**DIRECTIONS:** Omit the images, then print each record below exactly as it reads.

(Image-grounded pointing data)
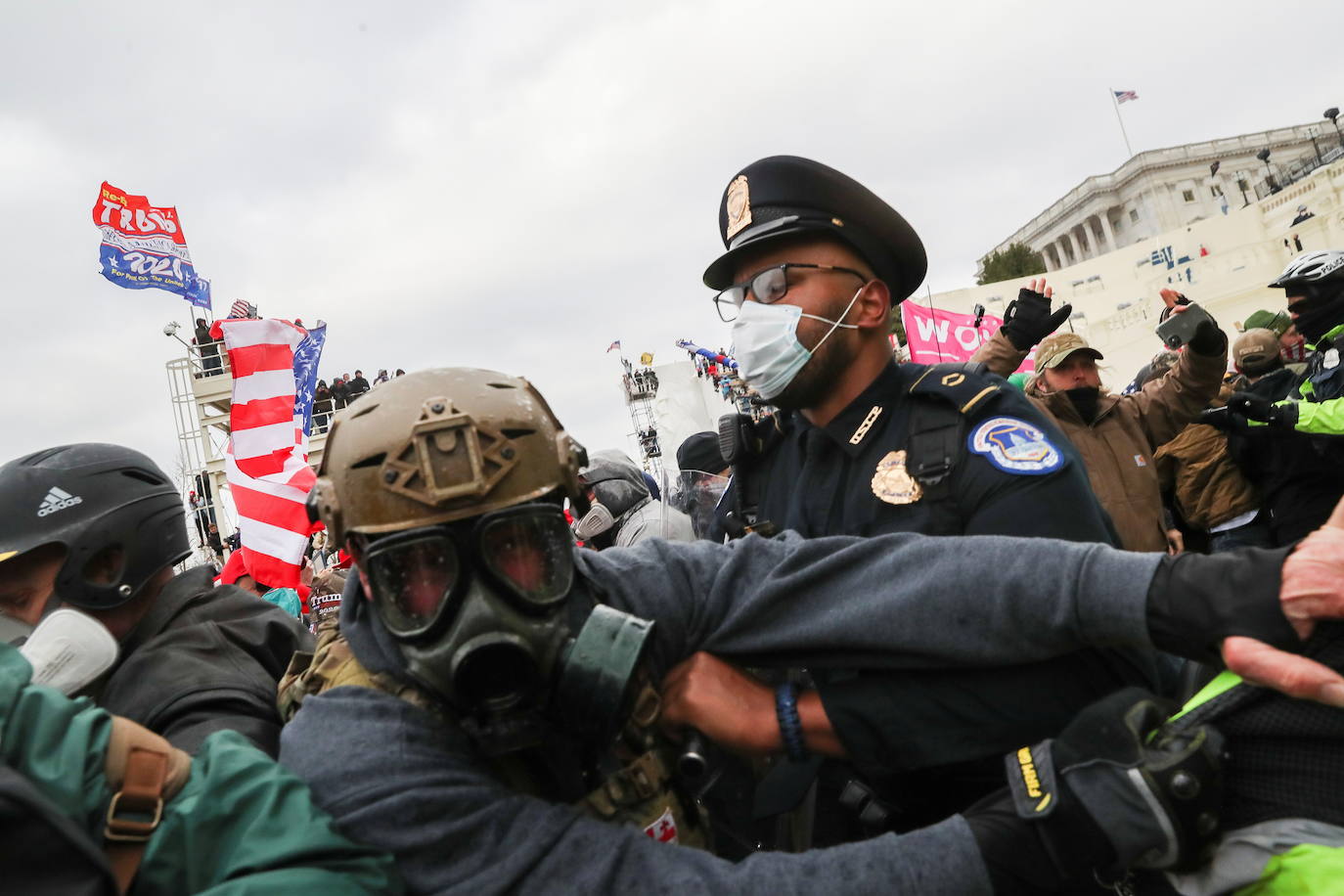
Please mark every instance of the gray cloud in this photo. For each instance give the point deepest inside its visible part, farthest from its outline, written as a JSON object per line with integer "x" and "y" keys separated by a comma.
{"x": 516, "y": 184}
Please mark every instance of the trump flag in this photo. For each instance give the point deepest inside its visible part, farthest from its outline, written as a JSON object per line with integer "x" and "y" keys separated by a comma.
{"x": 143, "y": 246}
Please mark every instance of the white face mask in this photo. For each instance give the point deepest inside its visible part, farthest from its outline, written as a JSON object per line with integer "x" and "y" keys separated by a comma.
{"x": 765, "y": 338}
{"x": 596, "y": 521}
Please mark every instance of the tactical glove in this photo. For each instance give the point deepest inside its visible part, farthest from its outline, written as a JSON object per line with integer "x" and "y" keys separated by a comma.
{"x": 1028, "y": 319}
{"x": 1261, "y": 410}
{"x": 1116, "y": 790}
{"x": 1224, "y": 420}
{"x": 1208, "y": 338}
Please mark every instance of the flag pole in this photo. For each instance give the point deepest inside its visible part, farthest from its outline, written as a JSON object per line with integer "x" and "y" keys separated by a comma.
{"x": 1116, "y": 104}
{"x": 937, "y": 342}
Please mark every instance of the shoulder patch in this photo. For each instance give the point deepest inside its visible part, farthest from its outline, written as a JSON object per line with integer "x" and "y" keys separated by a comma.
{"x": 965, "y": 385}
{"x": 1015, "y": 446}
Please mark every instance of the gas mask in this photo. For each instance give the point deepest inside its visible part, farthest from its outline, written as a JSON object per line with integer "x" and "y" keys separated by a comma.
{"x": 594, "y": 522}
{"x": 482, "y": 614}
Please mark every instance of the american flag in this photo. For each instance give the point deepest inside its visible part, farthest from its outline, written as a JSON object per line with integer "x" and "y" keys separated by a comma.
{"x": 266, "y": 460}
{"x": 243, "y": 309}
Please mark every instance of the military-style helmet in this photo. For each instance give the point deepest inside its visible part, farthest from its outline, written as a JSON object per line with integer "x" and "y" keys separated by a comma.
{"x": 1312, "y": 267}
{"x": 439, "y": 446}
{"x": 86, "y": 499}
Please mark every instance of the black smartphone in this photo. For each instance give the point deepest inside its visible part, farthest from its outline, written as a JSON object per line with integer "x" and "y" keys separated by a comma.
{"x": 1179, "y": 330}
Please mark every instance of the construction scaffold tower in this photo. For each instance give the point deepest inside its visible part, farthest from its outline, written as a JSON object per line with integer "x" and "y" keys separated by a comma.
{"x": 642, "y": 387}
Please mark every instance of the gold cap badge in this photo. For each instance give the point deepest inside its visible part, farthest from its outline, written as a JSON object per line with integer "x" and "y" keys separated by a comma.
{"x": 739, "y": 204}
{"x": 893, "y": 484}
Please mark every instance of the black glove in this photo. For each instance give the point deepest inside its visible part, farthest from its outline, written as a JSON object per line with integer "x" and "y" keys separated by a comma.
{"x": 1208, "y": 338}
{"x": 1224, "y": 420}
{"x": 1262, "y": 410}
{"x": 1195, "y": 601}
{"x": 1028, "y": 319}
{"x": 1103, "y": 797}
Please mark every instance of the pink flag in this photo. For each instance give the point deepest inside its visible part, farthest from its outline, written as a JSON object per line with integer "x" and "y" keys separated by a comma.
{"x": 935, "y": 335}
{"x": 266, "y": 461}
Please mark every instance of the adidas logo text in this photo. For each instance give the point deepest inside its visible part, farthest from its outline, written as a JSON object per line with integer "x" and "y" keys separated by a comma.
{"x": 58, "y": 500}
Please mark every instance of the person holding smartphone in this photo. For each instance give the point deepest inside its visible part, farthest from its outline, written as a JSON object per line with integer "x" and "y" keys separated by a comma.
{"x": 1116, "y": 434}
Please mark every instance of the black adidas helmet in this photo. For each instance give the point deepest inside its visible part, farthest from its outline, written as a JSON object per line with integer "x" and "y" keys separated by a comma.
{"x": 89, "y": 497}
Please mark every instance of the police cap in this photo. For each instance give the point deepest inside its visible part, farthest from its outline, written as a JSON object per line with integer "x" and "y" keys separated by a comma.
{"x": 785, "y": 195}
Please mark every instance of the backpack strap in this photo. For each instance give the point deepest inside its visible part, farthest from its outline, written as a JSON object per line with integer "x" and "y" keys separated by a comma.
{"x": 937, "y": 427}
{"x": 742, "y": 442}
{"x": 144, "y": 773}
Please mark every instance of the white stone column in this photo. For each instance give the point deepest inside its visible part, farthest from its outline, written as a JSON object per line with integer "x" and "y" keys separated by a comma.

**REPLY:**
Please mark every instance of the gray cloud in this photo. For each instance give the point deepest inside its visible part, farthest from its outline, written as a JSON object per line with integer "x" and "y" keys separated by a comma.
{"x": 516, "y": 184}
Please mark every instance of the trump flag in this photo. For each instance give the point deepest inside its visible part, farthest from its outline, written as a JSON object per line with integer "x" and "y" keys separated by a comma.
{"x": 143, "y": 246}
Please mark every instance of the white face mask in this photo. For each instance give the point deepest inside its visible part, farthest from its outline, written as a JSON object per line with integer "x" and "y" keys separated by a comma.
{"x": 765, "y": 338}
{"x": 596, "y": 521}
Please mark every instance of the tactical glove in this photo. For each instance give the point deepest inside its visible part, farthest from its outline, written as a JSON object per line with integer "x" and "y" keys separated by a comma.
{"x": 1028, "y": 319}
{"x": 1261, "y": 410}
{"x": 1116, "y": 790}
{"x": 1224, "y": 420}
{"x": 1208, "y": 338}
Please mark every instance of the flag pole in this photo. For each instance give the point deepest inside its visible part, farthest from its outline, written as a JSON object per line with integer "x" and "y" keys separated by a comma.
{"x": 1116, "y": 104}
{"x": 937, "y": 342}
Please mark every instance of the shoulder patch in this photo. For each instance give the point deepest inside its visible part, farthest from its outline, written as a JSON object per line with integer "x" and "y" keys separated by a comma.
{"x": 965, "y": 385}
{"x": 1015, "y": 446}
Please mark every instance of the gas mask in this photo. For each instance give the point deepest inside its visible part, farthest from its outline, written as a JSON object per line with integer "x" and "y" keys separated by a comma.
{"x": 594, "y": 522}
{"x": 482, "y": 614}
Please mark every instance of the american flag in this photo. For each instance give the point deepest inside its visible part, farthest from its outline, written as a JSON object per line with integer "x" and "y" keys separated by a comma.
{"x": 266, "y": 460}
{"x": 243, "y": 309}
Please mark every instance of the military-style helmet in this photo. For each instance give the point deepest inside its visible part, farthest from its outline, written as a JSON object per line with integer "x" and "y" keys separated by a comma.
{"x": 1312, "y": 267}
{"x": 439, "y": 446}
{"x": 86, "y": 499}
Please mark every instance of the black smartphone in this photo. For each instance give the point deepest inside its visible part, farthest from its outline, written as a JSON object per line with integer "x" and "y" keys separated by a comma.
{"x": 1179, "y": 330}
Please mark every instance of the construction scaffold tower in this photo. For each instance give the point deepest inside its visible part, farthest from its outline, written as a JSON object per line with integer "x" and "y" keys separated by a comma.
{"x": 642, "y": 387}
Please mark every instance of the gold cap badge in this photo. For each instance give the point deepest inside its visible part, farthest from its outline, written as a JSON object per line with integer "x" and "y" keys separated by a comma.
{"x": 739, "y": 204}
{"x": 893, "y": 484}
Please mark every instance of the black glove in this photo. For each instance give the point deepest inside its visible part, farthest from its outline, written as a JSON object per line with integer "x" and "y" keys separated by a comma.
{"x": 1208, "y": 338}
{"x": 1224, "y": 420}
{"x": 1262, "y": 410}
{"x": 1195, "y": 601}
{"x": 1028, "y": 319}
{"x": 1103, "y": 797}
Please mark every instance of the pink flag in this photo. For each instance give the point deepest inside its visible part, farthest from its outline, written as a JSON object per line with integer "x" and "y" keys separated by a comma.
{"x": 935, "y": 335}
{"x": 266, "y": 461}
Please mark every instance of the adidas logo text in this photo. For each instance give the point deepest inside its visible part, farthest from its outline, written as a JSON object per line with integer "x" and "y" keys separated by a comma.
{"x": 58, "y": 500}
Please mark every instance of the person holding smartphone in this photo. For each instance give the point deepest inside its visible part, farthest from its outline, written as a JSON object per line with integer "x" and "y" keys separated by a comma.
{"x": 1116, "y": 434}
Please mark every instance of the black adidas helmet in this photo. For each instance give the point deepest inside its visible part, farthest from its outline, written as a JSON object per line with integer "x" and "y" keys separated by a comma.
{"x": 89, "y": 497}
Please mark every instance of the police cap in this photo. For each instance give the point deepest inside its visible part, farthest from its outline, written as a JSON object per line with integer "x" and "y" keys separated by a comma.
{"x": 785, "y": 195}
Please mark every instance of the backpack strap in this photo. For each instance give the point deepest inside its visible part, farthest from its outline, written as a JSON object per line with integer "x" and "y" keys separated by a comma.
{"x": 937, "y": 427}
{"x": 742, "y": 442}
{"x": 144, "y": 773}
Please mark every instance of the white stone column in this photo. For each instance give the point deepest inside its visible part, farthest from its outline, written as a JSON object per line with integer "x" and "y" keys separated by a comma.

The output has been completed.